- **SOURCE PASSAGE**
◇ ◇ ◇ ◇ ◇ ◇ ◇
The Supreme Court’s ‘Hobby Lobby’ Ruling Isn’t a Women’s Health Issue

It’s a private health issue. And it affects us all.

Martina* laid in the corner room of a busy emergency department. At three in the afternoon she said that she had about one cup of vaginal bleeding that had happened that morning.

“Any chance you could be pregnant?”

She said that she was, in fact, pregnant, but the pregnancy was in her fallopian tube and she was taking a prescription medication, methotrexate, as treatment for her condition. The primary reason for this emergency room visit, she said, was severe abdominal pain. The emergency room physician knew that this signaled a dangerous situation. If the medication did not work, the fallopian tube could rupture, leading to a life-threatening hemorrhage.

“Doctor, one last thing: I’m a Jehovah’s Witness. I cannot receive a blood transfusion.”

Martina’s blood pressure was low and her pulse was high. She was bleeding into her abdomen.

The science of medical decision-making requires years of education and medical training. Adding a layer of untrained government regulation will quickly interfere with patient safety and quality of care.

When the Supreme Court recently ruled in favor of Hobby Lobby, it extended the Religious Freedom Restoration Act (RFRA) to closely held companies that object to offering their employees insurance plans that pay for four (of 20 FDA approved) contraceptives. The objections relate to the company owner’s religious beliefs and their interpretation of how these contraceptive methods work. This ruling has intrusively opened the door to complex, private conversations between patients and their doctors, laid the legal landscape for non-medical concerns to interfere with medical decision making, and further marginalized women’s health care.

Martina, a Jehovah’s Witness, would not accept a blood transfusion, despite the fact that she was experiencing life-threatening bleeding into her abdomen. She and her team of health care providers had a robust discussion about this prior to her surgery. Ultimately, this frightened, hemorrhaging woman, now being rushed to the operating room, agreed to receive her own blood (if it could be recycled during the surgery) and a limited number of additional blood products, such as platelets and plasma proteins, if her physicians felt it would be necessary to save her life.

The science of medical decision-making requires years of education and medical training. Adding a layer of untrained government regulation will quickly interfere with patient safety and quality of care. To be sure, oversight of medical care for any reason other than evidence-based science is inappropriate. Oversight by an entity that can’t be trusted to put forth a working website or a crafts store chain so outmoded that they haven’t yet adopted barcode pricing technology is a recipe for disaster.
◇ ◇ ◇ ◇ ◇ ◇ ◇
[Items from a dataset]
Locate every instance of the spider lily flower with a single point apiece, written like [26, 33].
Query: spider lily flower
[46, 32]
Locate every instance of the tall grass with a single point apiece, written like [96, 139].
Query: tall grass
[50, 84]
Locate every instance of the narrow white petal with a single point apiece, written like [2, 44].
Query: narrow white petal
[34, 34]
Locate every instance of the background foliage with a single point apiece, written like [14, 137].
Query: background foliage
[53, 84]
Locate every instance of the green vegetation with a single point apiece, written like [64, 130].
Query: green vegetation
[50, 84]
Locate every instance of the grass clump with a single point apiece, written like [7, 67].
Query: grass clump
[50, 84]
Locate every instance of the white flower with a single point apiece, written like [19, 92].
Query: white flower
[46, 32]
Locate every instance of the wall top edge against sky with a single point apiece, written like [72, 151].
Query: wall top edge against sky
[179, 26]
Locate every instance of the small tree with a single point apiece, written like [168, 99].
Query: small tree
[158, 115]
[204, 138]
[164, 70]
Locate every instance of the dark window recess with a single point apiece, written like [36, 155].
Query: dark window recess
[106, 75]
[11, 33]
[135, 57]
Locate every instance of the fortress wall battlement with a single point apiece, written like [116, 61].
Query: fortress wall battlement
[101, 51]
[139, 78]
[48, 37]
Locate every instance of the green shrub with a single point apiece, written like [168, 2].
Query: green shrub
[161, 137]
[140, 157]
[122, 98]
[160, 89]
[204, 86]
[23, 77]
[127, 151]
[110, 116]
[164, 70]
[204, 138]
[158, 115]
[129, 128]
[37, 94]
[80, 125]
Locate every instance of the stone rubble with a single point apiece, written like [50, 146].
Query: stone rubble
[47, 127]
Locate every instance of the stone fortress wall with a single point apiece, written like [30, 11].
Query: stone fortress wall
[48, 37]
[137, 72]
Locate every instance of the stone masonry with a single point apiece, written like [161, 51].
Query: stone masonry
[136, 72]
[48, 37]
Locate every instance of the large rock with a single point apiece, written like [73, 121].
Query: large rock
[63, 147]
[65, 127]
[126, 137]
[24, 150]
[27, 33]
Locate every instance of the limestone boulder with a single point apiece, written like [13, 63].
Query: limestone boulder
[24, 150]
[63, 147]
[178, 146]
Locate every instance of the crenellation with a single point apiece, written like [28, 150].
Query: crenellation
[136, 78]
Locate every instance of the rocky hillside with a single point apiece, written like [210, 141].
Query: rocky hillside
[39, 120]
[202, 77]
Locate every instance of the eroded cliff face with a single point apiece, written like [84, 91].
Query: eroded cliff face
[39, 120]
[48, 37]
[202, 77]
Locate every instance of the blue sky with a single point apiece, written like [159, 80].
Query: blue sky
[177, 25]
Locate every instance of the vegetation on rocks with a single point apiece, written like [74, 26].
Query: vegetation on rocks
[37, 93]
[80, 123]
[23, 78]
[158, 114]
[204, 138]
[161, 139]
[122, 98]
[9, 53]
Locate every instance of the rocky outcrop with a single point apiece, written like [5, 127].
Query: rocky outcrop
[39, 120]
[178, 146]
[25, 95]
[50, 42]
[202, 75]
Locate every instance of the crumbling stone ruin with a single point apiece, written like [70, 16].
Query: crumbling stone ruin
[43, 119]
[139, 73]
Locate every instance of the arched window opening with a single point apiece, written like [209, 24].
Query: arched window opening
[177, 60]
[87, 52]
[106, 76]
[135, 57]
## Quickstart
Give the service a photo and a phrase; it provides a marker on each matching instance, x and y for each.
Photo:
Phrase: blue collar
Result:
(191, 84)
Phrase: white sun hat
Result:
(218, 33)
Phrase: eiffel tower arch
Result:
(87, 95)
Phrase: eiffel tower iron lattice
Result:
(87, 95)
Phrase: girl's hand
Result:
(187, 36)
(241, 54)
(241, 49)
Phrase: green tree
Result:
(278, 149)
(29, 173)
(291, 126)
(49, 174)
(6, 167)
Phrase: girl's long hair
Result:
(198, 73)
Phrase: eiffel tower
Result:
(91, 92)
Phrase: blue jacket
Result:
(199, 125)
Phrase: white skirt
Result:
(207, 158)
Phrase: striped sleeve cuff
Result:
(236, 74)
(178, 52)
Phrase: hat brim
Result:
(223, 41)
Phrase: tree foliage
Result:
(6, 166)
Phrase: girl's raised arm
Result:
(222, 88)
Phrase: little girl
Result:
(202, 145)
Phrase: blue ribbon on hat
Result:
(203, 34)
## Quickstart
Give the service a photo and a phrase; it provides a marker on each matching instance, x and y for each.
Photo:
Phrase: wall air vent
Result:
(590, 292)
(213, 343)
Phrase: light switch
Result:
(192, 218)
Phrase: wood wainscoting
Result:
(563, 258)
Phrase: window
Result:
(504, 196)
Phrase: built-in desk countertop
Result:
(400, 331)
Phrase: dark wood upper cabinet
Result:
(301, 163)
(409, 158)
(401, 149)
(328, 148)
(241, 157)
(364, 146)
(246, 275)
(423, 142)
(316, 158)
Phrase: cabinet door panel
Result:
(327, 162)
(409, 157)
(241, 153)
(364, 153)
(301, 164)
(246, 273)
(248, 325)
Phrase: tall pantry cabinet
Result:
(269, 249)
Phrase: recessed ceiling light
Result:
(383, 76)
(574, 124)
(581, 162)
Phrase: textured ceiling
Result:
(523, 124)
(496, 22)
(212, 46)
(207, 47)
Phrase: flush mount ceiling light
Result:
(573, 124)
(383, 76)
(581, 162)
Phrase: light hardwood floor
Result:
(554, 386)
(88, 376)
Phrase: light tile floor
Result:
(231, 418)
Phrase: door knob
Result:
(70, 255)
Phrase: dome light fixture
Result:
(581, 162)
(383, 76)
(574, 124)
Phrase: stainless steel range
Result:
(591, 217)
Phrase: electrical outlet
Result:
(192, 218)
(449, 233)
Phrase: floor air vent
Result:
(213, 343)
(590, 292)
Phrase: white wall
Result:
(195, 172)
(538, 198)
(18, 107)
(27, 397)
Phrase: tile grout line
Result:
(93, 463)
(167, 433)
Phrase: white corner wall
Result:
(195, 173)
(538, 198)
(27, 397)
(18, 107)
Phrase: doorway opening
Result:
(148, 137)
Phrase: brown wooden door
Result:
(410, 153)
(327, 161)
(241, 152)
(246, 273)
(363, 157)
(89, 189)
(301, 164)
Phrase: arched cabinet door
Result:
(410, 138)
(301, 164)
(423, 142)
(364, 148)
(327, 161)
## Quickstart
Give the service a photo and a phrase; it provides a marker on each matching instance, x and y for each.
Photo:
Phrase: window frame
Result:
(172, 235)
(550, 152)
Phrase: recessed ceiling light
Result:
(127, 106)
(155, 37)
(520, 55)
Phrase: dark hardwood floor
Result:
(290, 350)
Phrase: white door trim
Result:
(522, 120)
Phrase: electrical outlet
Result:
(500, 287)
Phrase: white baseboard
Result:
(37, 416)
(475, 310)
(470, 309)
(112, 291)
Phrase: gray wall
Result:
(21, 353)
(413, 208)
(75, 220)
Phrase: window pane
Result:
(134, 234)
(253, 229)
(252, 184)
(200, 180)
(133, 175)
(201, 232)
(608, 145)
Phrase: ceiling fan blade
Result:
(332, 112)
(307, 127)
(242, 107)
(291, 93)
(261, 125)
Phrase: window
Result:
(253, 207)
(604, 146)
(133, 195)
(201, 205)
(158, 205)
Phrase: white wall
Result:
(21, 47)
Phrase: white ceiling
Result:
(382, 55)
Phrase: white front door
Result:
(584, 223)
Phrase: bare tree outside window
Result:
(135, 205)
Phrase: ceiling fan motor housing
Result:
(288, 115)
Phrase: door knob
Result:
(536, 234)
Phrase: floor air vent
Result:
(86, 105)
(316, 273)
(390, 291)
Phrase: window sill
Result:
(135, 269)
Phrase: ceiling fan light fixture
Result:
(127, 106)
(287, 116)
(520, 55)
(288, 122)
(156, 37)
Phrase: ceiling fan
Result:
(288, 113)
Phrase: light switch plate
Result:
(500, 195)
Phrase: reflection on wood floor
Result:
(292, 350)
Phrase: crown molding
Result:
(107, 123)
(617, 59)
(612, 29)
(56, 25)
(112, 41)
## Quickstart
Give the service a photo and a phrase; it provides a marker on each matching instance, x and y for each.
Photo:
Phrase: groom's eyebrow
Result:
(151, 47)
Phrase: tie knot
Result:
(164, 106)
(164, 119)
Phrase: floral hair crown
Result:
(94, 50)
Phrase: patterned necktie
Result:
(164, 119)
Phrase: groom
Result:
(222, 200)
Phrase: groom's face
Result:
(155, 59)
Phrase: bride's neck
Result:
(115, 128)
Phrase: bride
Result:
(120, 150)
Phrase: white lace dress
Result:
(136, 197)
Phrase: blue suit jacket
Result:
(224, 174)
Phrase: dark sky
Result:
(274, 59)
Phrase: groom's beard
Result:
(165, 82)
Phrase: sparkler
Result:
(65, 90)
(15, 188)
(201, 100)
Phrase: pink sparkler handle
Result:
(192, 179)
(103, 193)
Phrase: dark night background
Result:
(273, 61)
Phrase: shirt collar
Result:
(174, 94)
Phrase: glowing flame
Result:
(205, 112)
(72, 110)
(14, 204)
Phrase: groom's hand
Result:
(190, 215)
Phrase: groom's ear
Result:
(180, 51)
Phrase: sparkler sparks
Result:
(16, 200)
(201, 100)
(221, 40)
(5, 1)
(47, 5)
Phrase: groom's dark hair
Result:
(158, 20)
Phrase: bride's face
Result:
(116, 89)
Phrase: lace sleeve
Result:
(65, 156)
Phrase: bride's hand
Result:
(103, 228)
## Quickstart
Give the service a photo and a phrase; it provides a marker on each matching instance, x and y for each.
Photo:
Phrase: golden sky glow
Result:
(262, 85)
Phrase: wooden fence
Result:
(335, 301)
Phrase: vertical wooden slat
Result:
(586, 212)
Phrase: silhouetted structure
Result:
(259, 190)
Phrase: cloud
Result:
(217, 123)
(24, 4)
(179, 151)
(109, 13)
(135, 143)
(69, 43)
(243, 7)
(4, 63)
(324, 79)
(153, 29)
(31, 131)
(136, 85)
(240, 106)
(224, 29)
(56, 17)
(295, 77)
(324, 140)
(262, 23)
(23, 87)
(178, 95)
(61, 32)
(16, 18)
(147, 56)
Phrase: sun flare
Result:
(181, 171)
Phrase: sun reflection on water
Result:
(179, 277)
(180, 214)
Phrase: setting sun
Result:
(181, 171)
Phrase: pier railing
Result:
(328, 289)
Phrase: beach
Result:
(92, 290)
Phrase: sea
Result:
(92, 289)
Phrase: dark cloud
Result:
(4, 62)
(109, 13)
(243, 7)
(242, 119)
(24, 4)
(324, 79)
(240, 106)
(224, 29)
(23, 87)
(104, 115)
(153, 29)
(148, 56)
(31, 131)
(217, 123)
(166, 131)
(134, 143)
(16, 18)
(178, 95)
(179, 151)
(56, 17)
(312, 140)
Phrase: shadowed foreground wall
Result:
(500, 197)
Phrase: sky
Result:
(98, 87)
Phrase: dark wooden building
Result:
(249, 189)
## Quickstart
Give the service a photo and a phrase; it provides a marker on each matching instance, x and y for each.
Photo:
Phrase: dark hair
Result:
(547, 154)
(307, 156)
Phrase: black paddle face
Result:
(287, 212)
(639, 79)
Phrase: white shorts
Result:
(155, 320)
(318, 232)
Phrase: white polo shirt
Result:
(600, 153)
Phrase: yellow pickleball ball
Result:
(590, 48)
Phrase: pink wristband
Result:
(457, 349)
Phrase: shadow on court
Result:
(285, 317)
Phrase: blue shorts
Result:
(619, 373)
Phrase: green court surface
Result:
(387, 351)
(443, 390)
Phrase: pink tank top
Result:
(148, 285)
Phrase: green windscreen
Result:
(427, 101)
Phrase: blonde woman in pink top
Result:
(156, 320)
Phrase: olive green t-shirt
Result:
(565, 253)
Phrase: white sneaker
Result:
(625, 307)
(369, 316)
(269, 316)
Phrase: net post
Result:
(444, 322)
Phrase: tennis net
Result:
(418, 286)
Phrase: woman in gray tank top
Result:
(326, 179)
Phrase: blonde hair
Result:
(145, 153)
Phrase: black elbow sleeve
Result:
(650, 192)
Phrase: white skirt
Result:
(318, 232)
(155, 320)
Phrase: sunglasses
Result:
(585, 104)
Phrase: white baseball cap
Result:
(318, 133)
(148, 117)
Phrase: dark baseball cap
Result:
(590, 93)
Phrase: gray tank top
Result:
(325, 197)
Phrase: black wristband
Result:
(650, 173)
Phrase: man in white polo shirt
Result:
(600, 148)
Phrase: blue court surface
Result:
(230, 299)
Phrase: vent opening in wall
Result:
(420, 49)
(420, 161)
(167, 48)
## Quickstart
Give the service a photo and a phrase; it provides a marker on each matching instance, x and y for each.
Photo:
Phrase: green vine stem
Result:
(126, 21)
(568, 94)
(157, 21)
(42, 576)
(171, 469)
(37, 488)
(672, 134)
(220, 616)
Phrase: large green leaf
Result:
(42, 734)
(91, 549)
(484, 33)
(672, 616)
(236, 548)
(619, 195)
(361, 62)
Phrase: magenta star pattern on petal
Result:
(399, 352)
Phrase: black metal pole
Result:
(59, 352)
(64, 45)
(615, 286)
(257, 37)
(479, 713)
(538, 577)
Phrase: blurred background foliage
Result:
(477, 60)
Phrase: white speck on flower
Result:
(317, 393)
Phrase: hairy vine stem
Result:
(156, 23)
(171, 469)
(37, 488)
◇ ◇ ◇ ◇ ◇ ◇ ◇
- **TASKS TO COMPLETE**
**a.** In the article on the Hobby Lobby ruling, rewrite the paragraph beginning "When the Supreme Court recently ruled in favor of Hobby Lobby" as a brief bulleted list that keeps its main facts.
**b.** Continue the article on the Hobby Lobby ruling from the point where it ends.

- **ANSWERS TO THE TASKS**
**a.**
- The Supreme Court's ruling for Hobby Lobby extended the Religious Freedom Restoration Act (RFRA) to closely held companies that object to covering four of the 20 FDA-approved contraceptives in employee insurance plans.
- The objections stem from the owners' religious beliefs and their interpretation of how these contraceptives work.
- The ruling intrudes on private conversations between patients and doctors.
- It creates a legal basis for non-medical concerns to interfere with medical decision-making.
- It further marginalizes women's health care.

**b.**
This Supreme Court ruling has immediate implications for over 70 companies and more than 22,000 employees in the realm of contraception, but the downstream effects could be even more wide-ranging, and not just for women’s health.

While Burwell v. Hobby Lobby focuses narrowly on Christianity as the religion in question in this particular ruing, the slope is slippery indeed. This decision opens the door for a closely held company owned by a Jehovah’s Witness, for example, to refuse to offer employees an insurance plan that covers blood transfusions and related blood products. A closely held company owned by a Christian Scientist could refuse to cover vaccines in its insurance plan.

In the Hobby Lobby ruling, Justice Alito stated that there were alternatives to the objectionable medical treatment available. But alternative therapies may not always have evidence to back them up. Consider vaccines. There are advocates stating that they are unnecessary, but vaccines have led to worldwide eradication of small pox. And early worldwide eradication has been seen with polio, measles, whooping cough, and rubella. Before the rubella vaccine, an epidemic in 1964-65 led to the infection of 12 million Americans, death of 2,000 babies, and 11,000 miscarriages. Not vaccinating, like “bloodless medicine” in Martina’s case, is an “alternative therapy.” Is this really the direction we want to go in?

This court ruling uses medically prescribed treatments specific to women’s health as a political football. Each time an area of women’s health is abused via attempts at government regulation led by political agenda, women are further marginalized and individual rights are encroached upon. Health care decisions, whether made in peril, as with Martina, or in an office setting, are private discussions between patients and their providers.

The Hobby Lobby ruling affects us all. If companies object to where health care dollars are spent, then they have options such as health savings accounts to dissociate their religious conflict. Employers could also choose not to offer an insurance plan and instead pay a penalty. Employees would purchase their own plans and the employer would again be free of religious conflicts.

*The patient’s name has been changed.